▶ **SHORT PROBLEM A**: Copy the stretch of the STS-B preprocessing notebook from "data_test.head()" through "to the snake.", keeping every character unchanged.
▶ **SHORT PROBLEM B**: Pick up the STS-B preprocessing notebook after its final line and continue it.

# Lecture des données

In [1]:
import pandas as pd

### Read train data

In [2]:
train_filename = "dataset/sts-b_train.csv"
data_train = pd.read_csv(train_filename) 
data_train.head()

Unnamed: 0,sentence1,sentence2,score,id
0,A plane is taking off.,An air plane is taking off.,5.0,0
1,A man is playing a large flute.,A man is playing a flute.,3.8,1
2,A man is spreading shreded cheese on a pizza.,A man is spreading shredded cheese on an uncoo...,3.8,2
3,Three men are playing chess.,Two men are playing chess.,2.6,3
4,A man is playing the cello.,A man seated is playing the cello.,4.25,4


### Read test data

In [3]:
test_filename = "dataset/sts-b_test.csv"
data_test = pd.read_csv(test_filename) 
data_test.head()

Unnamed: 0,id,sentence1,sentence2
0,100000,A man with a hard hat is dancing.,A man wearing a hard hat is dancing.
1,100001,A young child is riding a horse.,A child is riding a horse.
2,100002,A man is feeding a mouse to a snake.,The man is feeding a mouse to the snake.
3,100003,A woman is playing the guitar.,A man is playing guitar.
4,100004,A woman is playing the flute.,A man is playing a flute.


# Preprocessing

### Lower all words

In [4]:
data_train['pre_sentence1'] = data_train['sentence1'].str.lower()
data_train['pre_sentence2'] = data_train['sentence2'].str.lower()

In [5]:
data_test['pre_sentence1'] = data_test['sentence1'].str.lower()
data_test['pre_sentence2'] = data_test['sentence2'].str.lower()

### Remove punctuations

In [6]:
import string

In [7]:
table = str.maketrans('', '', string.punctuation)

In [8]:
data_train['pre_sentence1'] = data_train['pre_sentence1'].str.translate(table)
data_train['pre_sentence2'] = data_train['pre_sentence2'].str.translate(table)

In [9]:
data_test['pre_sentence1'] = data_test['pre_sentence1'].str.translate(table)
data_test['pre_sentence2'] = data_test['pre_sentence2'].str.translate(table)

### Tokenize

In [10]:
from nltk import word_tokenize

In [11]:
data_train['pre_sentence1'] = data_train.apply(lambda row: word_tokenize(row['pre_sentence1']), axis=1)
data_train['pre_sentence2'] = data_train.apply(lambda row: word_tokenize(row['pre_sentence2']), axis=1)

▶ **RECORDED INFORMATION**:
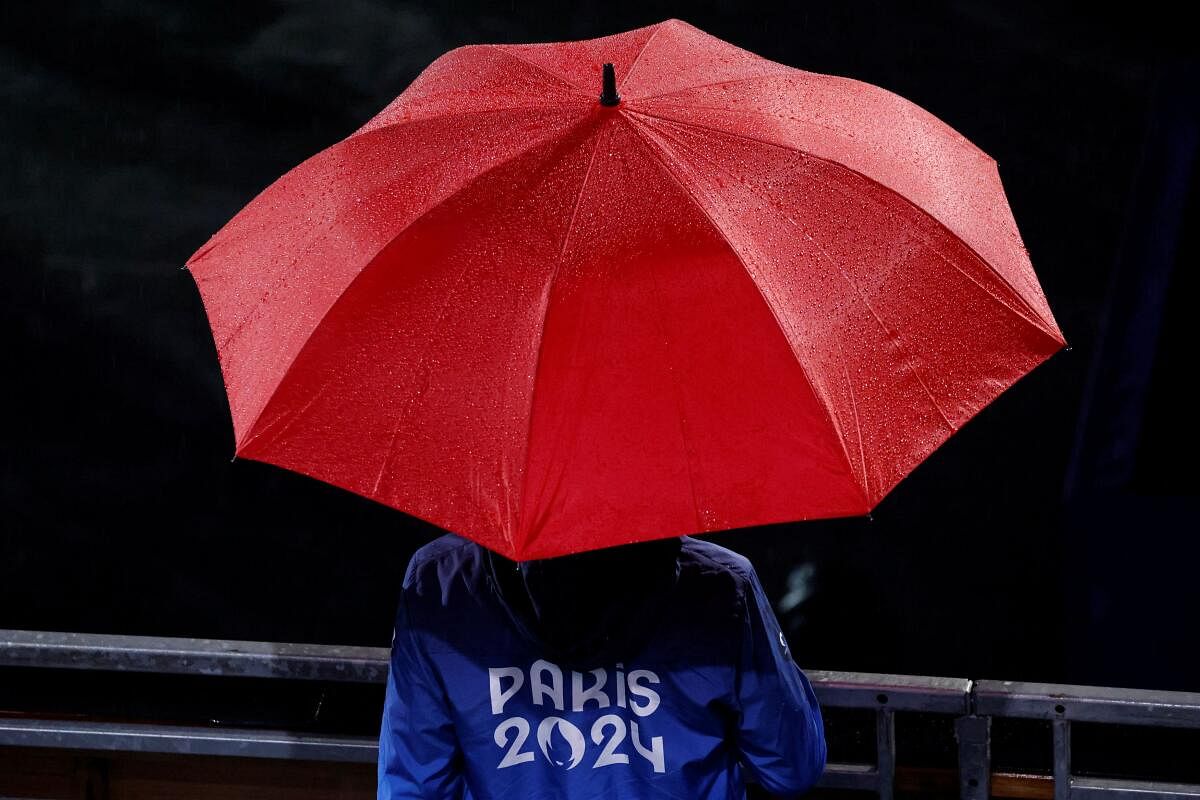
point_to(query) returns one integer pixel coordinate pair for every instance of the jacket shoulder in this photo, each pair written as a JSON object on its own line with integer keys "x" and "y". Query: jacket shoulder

▶ **RESULT A**:
data_test.head()

Unnamed: 0,id,sentence1,sentence2
0,100000,A man with a hard hat is dancing.,A man wearing a hard hat is dancing.
1,100001,A young child is riding a horse.,A child is riding a horse.
2,100002,A man is feeding a mouse to a snake.,The man is feeding a mouse to the snake.

▶ **RESULT B**:
In [12]:
data_test['pre_sentence1'] = data_test.apply(lambda row: word_tokenize(row['pre_sentence1']), axis=1)
data_test['pre_sentence2'] = data_test.apply(lambda row: word_tokenize(row['pre_sentence2']), axis=1)

### Lemmatize

In [13]:
from nltk import pos_tag
from nltk.corpus import wordnet
from nltk.stem import WordNetLemmatizer

In [14]:
def get_wordnet_pos(word):
    """Map POS tag to first character lemmatize() accepts"""
    tag = pos_tag([word])[0][1][0].upper()
    tag_dict = {"J": wordnet.ADJ,
                "N": wordnet.NOUN,
                "V": wordnet.VERB,
                "R": wordnet.ADV}

    return tag_dict.get(tag, wordnet.NOUN)

In [15]:
lemmatizer = WordNetLemmatizer()

def lemmatize_text(sentence):
    return [lemmatizer.lemmatize(word, get_wordnet_pos(word)) for word in sentence]

In [16]:
data_train['pre_sentence1'] = data_train.apply(lambda row: lemmatize_text(row['pre_sentence1']), axis=1)
data_train['pre_sentence2'] = data_train.apply(lambda row: lemmatize_text(row['pre_sentence2']), axis=1)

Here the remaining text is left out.